▸ **Task objective**
Keep to the lines from the one with "What are the box coordinates for the man's head" through the end of the data, and write them out exactly.

---------- Records provided

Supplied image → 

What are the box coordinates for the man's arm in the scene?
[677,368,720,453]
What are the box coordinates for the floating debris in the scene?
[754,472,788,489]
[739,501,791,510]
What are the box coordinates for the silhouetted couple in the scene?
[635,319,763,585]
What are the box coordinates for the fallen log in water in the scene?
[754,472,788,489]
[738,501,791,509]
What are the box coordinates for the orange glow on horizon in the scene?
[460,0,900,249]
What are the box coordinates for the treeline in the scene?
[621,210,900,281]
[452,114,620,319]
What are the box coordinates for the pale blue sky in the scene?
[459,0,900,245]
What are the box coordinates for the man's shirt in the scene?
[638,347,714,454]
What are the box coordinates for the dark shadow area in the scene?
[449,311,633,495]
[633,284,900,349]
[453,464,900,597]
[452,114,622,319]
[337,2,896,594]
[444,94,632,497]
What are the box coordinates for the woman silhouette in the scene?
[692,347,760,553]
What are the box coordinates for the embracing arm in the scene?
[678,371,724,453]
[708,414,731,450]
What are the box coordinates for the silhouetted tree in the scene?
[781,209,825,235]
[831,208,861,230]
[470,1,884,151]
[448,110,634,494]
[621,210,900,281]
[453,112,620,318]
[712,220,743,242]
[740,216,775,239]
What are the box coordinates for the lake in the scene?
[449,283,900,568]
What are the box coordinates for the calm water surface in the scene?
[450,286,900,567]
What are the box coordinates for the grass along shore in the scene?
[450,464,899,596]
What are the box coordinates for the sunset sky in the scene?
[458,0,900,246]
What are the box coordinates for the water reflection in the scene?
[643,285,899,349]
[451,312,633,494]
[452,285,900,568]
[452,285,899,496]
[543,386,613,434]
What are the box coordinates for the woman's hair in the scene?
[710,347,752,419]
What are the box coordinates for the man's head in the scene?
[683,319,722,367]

--------------------

▸ **Solution to this task**
What are the box coordinates for the man's head in the scene?
[683,319,722,367]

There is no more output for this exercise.